Recorded data:
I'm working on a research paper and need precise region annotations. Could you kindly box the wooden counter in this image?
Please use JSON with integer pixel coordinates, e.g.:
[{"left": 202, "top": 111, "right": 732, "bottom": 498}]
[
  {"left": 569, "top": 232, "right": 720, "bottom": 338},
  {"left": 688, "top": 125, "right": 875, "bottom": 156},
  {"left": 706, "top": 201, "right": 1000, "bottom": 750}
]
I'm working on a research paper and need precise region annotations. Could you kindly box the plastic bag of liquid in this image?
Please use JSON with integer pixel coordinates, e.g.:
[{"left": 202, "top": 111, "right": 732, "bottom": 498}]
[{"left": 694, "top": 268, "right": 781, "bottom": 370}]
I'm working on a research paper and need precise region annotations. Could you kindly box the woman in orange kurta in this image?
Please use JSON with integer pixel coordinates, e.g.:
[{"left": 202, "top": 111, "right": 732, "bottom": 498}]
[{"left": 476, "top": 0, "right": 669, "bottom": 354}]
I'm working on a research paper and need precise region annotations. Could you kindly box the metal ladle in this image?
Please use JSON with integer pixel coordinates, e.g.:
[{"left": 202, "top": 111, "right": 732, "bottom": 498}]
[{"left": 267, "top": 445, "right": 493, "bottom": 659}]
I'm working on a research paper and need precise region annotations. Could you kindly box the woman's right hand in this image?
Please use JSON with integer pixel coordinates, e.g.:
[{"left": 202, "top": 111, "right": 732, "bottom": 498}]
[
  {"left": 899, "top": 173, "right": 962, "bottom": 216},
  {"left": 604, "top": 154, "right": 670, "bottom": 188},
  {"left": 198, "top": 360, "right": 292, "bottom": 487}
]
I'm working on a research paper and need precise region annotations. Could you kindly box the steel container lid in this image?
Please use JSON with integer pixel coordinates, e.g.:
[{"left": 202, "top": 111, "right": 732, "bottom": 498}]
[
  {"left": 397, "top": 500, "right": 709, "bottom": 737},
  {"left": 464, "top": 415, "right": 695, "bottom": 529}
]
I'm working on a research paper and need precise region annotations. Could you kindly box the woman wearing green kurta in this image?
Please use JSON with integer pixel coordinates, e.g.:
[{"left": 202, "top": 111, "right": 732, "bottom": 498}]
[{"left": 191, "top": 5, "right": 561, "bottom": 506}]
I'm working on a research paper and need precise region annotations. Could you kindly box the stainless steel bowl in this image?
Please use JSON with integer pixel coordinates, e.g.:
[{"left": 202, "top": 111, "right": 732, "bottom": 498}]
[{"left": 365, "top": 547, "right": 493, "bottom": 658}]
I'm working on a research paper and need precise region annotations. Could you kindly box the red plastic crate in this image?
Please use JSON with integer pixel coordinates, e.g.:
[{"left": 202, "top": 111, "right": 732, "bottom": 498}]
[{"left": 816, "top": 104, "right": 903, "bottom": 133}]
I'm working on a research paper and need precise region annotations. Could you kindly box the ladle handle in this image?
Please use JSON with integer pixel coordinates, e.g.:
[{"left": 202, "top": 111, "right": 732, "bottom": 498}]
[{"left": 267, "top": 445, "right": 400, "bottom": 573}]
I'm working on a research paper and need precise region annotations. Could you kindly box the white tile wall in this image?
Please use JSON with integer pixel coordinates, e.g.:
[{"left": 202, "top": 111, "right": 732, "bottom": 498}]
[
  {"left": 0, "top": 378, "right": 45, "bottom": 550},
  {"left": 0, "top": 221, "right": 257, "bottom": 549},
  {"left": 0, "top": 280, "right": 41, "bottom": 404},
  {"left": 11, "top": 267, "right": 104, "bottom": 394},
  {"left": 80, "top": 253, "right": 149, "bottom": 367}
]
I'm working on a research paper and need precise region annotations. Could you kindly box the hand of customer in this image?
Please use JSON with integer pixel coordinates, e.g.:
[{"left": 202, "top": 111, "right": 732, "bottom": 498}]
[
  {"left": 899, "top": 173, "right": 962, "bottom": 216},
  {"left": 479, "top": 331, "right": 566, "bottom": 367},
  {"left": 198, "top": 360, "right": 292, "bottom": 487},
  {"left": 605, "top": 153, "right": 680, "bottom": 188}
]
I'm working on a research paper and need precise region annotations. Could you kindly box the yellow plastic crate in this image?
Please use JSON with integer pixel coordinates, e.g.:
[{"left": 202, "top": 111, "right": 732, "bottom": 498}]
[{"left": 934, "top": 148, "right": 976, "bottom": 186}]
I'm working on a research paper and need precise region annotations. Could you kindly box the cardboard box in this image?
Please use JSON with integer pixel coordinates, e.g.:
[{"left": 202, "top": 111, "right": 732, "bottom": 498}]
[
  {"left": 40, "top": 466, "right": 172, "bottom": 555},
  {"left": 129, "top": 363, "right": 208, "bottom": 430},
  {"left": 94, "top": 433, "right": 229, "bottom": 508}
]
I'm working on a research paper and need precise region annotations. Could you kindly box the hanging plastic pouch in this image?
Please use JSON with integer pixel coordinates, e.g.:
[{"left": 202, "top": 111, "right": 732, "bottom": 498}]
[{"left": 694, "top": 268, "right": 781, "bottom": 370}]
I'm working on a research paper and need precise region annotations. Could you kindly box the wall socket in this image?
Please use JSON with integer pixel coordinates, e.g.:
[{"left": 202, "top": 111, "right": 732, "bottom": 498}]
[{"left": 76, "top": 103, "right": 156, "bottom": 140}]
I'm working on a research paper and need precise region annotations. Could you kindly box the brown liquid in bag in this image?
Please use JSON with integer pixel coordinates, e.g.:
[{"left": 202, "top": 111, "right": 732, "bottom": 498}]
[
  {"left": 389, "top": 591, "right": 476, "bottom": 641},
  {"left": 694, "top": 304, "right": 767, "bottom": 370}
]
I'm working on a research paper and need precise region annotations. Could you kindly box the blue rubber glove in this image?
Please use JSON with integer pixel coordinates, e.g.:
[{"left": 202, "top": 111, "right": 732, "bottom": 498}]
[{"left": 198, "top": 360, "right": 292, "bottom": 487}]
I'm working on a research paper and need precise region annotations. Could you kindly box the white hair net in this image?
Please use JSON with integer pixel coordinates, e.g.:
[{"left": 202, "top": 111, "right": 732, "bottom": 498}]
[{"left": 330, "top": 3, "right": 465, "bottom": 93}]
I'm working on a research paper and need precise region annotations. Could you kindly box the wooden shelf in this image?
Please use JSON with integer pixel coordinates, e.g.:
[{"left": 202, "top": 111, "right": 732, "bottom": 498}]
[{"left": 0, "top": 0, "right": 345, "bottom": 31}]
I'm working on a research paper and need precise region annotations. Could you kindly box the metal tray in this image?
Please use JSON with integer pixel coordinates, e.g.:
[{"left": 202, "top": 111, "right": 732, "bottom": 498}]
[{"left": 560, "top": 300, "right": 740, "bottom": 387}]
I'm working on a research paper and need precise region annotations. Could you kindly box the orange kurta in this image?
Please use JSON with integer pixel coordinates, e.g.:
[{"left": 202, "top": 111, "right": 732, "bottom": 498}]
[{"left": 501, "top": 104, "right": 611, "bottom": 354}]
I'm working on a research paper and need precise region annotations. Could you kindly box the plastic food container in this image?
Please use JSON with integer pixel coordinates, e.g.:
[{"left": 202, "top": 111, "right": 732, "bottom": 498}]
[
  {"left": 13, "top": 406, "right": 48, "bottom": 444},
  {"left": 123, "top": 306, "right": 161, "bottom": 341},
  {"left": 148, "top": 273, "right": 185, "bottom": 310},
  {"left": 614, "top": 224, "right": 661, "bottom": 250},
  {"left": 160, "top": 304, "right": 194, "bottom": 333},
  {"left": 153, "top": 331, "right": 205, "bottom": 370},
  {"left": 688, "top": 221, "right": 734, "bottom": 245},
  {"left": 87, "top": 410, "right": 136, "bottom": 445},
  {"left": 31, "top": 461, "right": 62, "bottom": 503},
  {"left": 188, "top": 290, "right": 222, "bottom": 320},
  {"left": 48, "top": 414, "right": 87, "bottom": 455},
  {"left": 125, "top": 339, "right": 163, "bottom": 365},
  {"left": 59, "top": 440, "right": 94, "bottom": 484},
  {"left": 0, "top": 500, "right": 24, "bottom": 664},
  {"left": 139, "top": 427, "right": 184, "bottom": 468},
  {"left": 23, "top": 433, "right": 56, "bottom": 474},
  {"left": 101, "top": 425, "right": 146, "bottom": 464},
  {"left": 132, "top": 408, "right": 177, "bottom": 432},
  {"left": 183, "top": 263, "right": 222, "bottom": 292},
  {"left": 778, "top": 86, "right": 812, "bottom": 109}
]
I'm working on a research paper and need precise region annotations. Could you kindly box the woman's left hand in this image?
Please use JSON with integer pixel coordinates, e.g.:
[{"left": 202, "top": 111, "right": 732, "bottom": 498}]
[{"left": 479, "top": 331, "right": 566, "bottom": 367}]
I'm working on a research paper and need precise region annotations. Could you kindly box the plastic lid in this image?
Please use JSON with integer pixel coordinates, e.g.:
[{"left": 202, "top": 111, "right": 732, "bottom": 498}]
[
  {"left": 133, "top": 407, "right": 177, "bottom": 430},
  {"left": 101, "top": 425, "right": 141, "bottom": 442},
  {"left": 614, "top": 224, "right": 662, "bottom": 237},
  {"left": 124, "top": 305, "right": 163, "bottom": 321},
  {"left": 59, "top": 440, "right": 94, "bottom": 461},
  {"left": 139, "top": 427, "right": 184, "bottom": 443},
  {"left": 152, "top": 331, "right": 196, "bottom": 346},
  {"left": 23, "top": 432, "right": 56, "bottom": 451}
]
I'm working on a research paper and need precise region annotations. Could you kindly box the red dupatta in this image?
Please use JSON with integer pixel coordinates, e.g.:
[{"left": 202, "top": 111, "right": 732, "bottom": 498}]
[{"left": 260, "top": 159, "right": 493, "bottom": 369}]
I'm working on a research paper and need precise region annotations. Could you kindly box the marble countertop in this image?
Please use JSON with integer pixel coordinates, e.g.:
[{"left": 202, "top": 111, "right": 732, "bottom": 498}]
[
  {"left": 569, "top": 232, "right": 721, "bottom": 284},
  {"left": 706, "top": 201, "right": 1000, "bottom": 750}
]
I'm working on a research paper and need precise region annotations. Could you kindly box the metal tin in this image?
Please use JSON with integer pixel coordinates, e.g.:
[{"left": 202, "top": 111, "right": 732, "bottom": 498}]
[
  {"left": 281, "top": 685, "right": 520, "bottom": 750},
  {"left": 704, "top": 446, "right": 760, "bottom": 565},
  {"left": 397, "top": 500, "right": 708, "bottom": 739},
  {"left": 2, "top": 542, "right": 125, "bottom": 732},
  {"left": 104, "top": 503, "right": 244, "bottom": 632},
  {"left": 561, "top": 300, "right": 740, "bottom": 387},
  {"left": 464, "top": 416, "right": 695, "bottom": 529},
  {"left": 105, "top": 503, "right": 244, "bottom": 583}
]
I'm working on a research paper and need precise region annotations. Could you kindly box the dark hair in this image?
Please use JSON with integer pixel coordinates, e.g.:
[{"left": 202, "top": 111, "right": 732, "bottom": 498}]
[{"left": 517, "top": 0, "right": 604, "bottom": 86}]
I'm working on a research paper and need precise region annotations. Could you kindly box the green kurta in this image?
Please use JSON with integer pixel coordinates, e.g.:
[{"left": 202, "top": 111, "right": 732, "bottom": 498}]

Task to carry out: Locate each line in the records above that contains the word "wooden", and copy those lines.

Reply to the exercise:
I'm working on a research paper and need precise region annotations. Could you kindly box the wooden counter in this image?
I'm working on a research paper and need precise region annotations. Could you kindly box the wooden shelf in this image?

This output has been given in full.